▸ **Passage for review**:

+---+

John Sandford is one my favorite crime fiction writers. I have read every one of the novels in his Prey series (see my March 25th review of his 2011 novel Buried Prey), and until now my favorite among them was his thirteenth, Mortal Prey (2002). It is the story of hard-boiled detective Lucas Davenport’s life and death struggle with a beautiful hit woman named Clara Rinker (set in the Soulard district of St. Louis, Missouri). But his newest novel, Stolen Prey (Penguin Group USA, 2012), may just have displaced Mortal Prey as my new number one.
I got the feeling in later years (Rules of Prey, the first Prey novel, debuted twenty-three years ago!) that some of Sandford’s writing had fallen into the formulaic trap that sometimes closes when a writer is expected to produce regularly. If so, he showed his old spark in Buried Prey last year, and in Stolen Prey he is at the top of his game.
While reading Stolen Prey, I was reminded of the game of three-dimensional chess that you used to see on the original Star Trek series, because Stolen Prey is a novel with several dimensions. First, detective Lucas Davenport is mugged at an ATM by a couple of meth-heads and his arm is encased in a plaster cast for several weeks. It’s not often someone gets the drop on Davenport, the rakish, hard-nosed protagonist of the Prey series since its inception. Is he getting old? Well, if you think the meth-heads are going to get away with it, you don’t know much about Lucas Davenport. The search for the meth-heads will involve his old friend Virgil Flowers, and will eventually be resolved in a barn filled with horse manure. Just go with it. It’s entertaining.

+---+

▸ **Provided data**:
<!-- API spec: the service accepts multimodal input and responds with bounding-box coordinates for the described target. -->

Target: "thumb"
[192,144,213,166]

+---+

▸ **Prompt A**:
In the review of Stolen Prey, which Prey novel had been the reviewer's favorite until now?
▸ **Prompt B**:
Reproduce the part of the review of Stolen Prey that starts at "While reading Stolen" and stops after "it. It’s entertaining.".
▸ **Prompt C**:
Pick up the review of Stolen Prey after its last sentence and keep writing it.

▸ **Written answer A**:
Mortal Prey (2002), the thirteenth novel in the series.

▸ **Written answer B**:
While reading Stolen Prey, I was reminded of the game of three-dimensional chess that you used to see on the original Star Trek series, because Stolen Prey is a novel with several dimensions. First, detective Lucas Davenport is mugged at an ATM by a couple of meth-heads and his arm is encased in a plaster cast for several weeks. It’s not often someone gets the drop on Davenport, the rakish, hard-nosed protagonist of the Prey series since its inception. Is he getting old? Well, if you think the meth-heads are going to get away with it, you don’t know much about Lucas Davenport. The search for the meth-heads will involve his old friend Virgil Flowers, and will eventually be resolved in a barn filled with horse manure. Just go with it. It’s entertaining.

▸ **Written answer C**:
But this recurring motif is light entertainment compared with the central mystery, which begins when a family is found dead in their home, the mother and daughter raped and tortured, the son shot several times, and the husband carved up—but not before his fingers are cut off joint by joint.
The murders scream Mexican drug cartel, and we quickly learn that this is precisely who is responsible. The only problem is, no one can figure out why this family, who lived in a wealthy suburb of Minneapolis, was targeted.
The suspects pop up one at a time, and we soon learn that some bright young people with access to computers in the dead man’s company, and in a Minneapolis bank, have noticed large automatic deposits flowing through a business account that no one seems to be minding. It gets a bit technical, and you have to pay close attention. Having no idea that the money is intended for a drug cartel—after all, this is Minnesota—they decide it wouldn’t hurt to funnel some of it into accounts of their own and then, with the help of an Israeli con woman, convert it to gold. Neat, clean, and who would ever suspect?
The gruesome murders make them aware that somebody does miss the money, does suspect, and is now intent on recovering it—and the people who took it. Apparently, twenty-two million dollars is not considered chump change south of the border.
There are several things that you can usually expect from a Sandford novel. He is great at detailing police procedure, including the dead ends, in an entertaining way. In a less skillful writer’s hands you would toss the book aside after a few pages. But he reveals the details the way a skillful stripper reveals what’s under the feathers: you only see what he wants you to see, when he wants you to see it, but your attention never wavers.
Like a serial murderer, Sandford’s novels have a signature. Actually, more than one, but the one that I look for is when someone—frequently a cop—tells a joke. There’s a good one in here—a groaner, but I like groaners. I won’t tell it and spoil the fun. But Davenport’s smart-ass personality is infectious, and I find his comic relief delightful, like when he tells another cop that he is addicted to line dancing, so addicted in fact that his shrink had to put him in a two-step program. Groan!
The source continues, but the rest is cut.